The man allegedly ran away after arriving at the hotel with other virus carriers via a government-provided bus. Footage from surveillance cameras showed that he was last spotted near a large retailer located about 300 meters from the hotel, but his whereabouts are still unknown.
South Korea’s unmanned space vehicle Danuri has sent back photos of Earth and the moon after reaching the moon’s orbit last month, the state space research center said Tuesday.
The orbiter began performing three rounds of lunar orbit insertion (LOI) maneuvers Dec. 17 to lower its speed and commit itself to the gravity of the moon before entering the selenocentric orbit on Dec. 27.
The first photo was taken Dec. 24 some 345 kilometers above the moon, when Danuri was carrying out its second round of LOI, and the second one was taken four days later while rotating around the satellite of Earth, according to the Korea Aerospace Research Institute (KARI).
The wintertime surge that happened last year after the holidays appears to not be happening this year:
South Korea’s new COVID-19 cases fell for the sixth consecutive day Monday amid concerns over a wintertime surge, with the government beginning to require a PCR test for travelers from China as the virus spreads in the neighboring country.
The country confirmed 22,735 new coronavirus infections, including 35 from overseas, bringing the total to 29,139,535, the Korea Disease Control and Prevention Agency (KDCA) said.

========================

PROBLEMS AND TASKS:
1 – In the news excerpt, on what date did Danuri enter the selenocentric orbit?
2 – Pick up the news excerpt after its last sentence and continue it.

========================

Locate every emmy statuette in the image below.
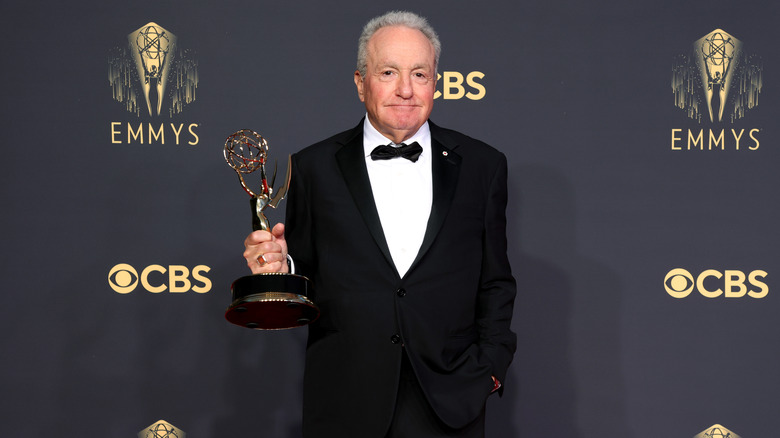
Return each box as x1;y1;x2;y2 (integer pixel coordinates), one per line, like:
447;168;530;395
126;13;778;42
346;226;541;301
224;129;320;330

========================

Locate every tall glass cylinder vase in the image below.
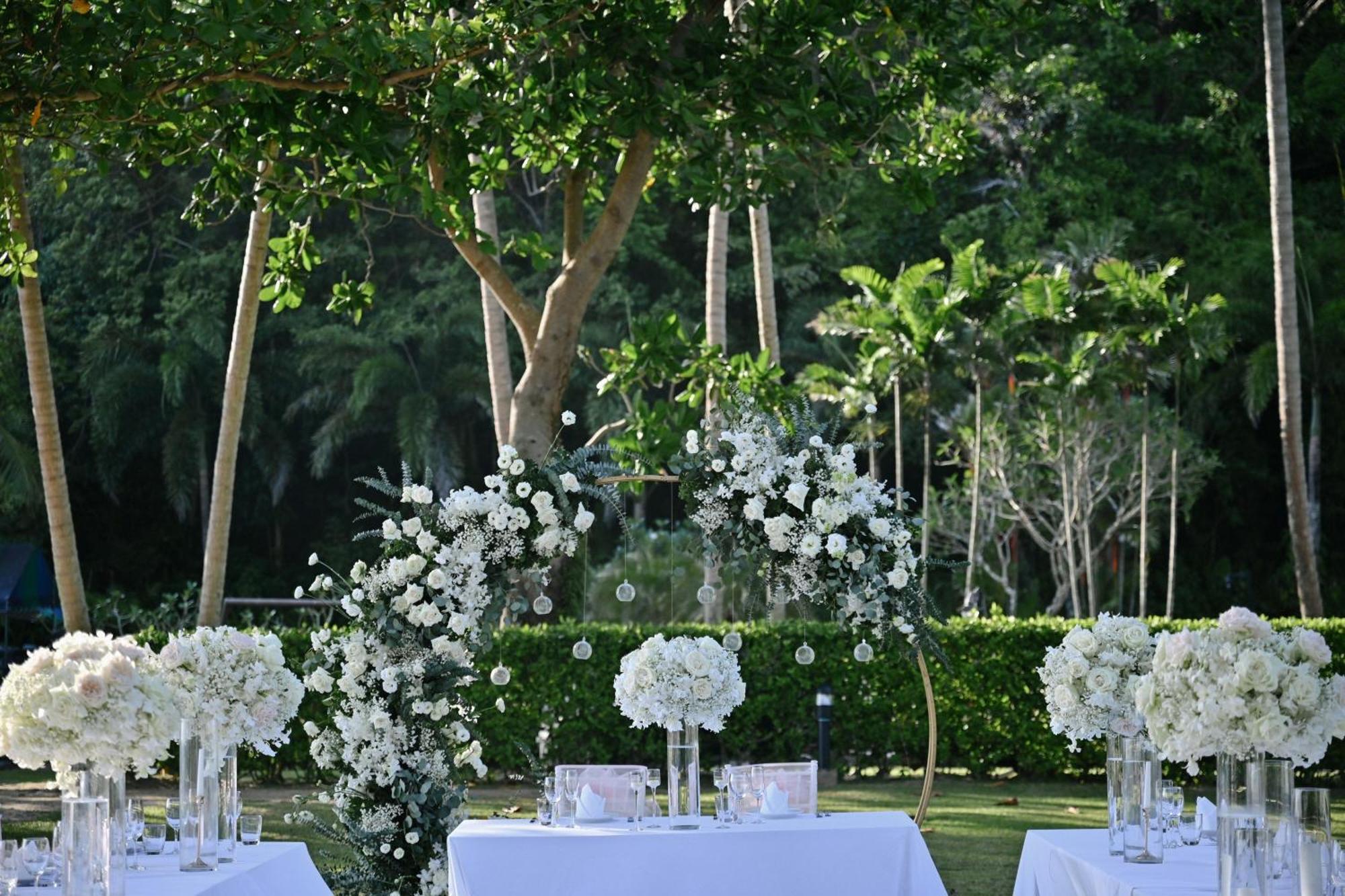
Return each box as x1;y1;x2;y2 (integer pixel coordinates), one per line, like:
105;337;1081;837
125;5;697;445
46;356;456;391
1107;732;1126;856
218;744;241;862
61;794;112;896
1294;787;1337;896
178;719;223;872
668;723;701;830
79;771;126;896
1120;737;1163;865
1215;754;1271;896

========================

TASK ANSWERS:
1 – Dec. 27

2 –
The daily caseload has been on a steady decline since Tuesday when the figure jumped to 87,578. Monday’s figure is smaller than 25,531 infections a week earlier.
The country added 53 COVID-19 deaths, bringing the death toll to 32,272. The death rate stood at 0.11 percent.
It looks like people who like to get their freak on with sex dolls in South Korea will soon have more variety to choose from:
The government’s latest decision to scrap a ban on imports of life-size sex dolls has reignited debates on sex doll experience cafes where customers pay money to enjoy the products in a private space.
The Korea Customs Service announced on Monday it will lift the ban on the import of complete-bodied sex dolls, ending a years-long dispute with importers of the products. Although there are currently no laws specifically prohibiting the import of sex dolls, customs authorities had been seizing most of them, citing a clause that bans the import of goods that may harm public morals.
The customs agency’s move came after a series of court rulings sided with the importers by saying that the use of sex dolls should be left to individual discretion. The authorities, however, stressed that child-like sex dolls and those resembling certain people will continue to be banned.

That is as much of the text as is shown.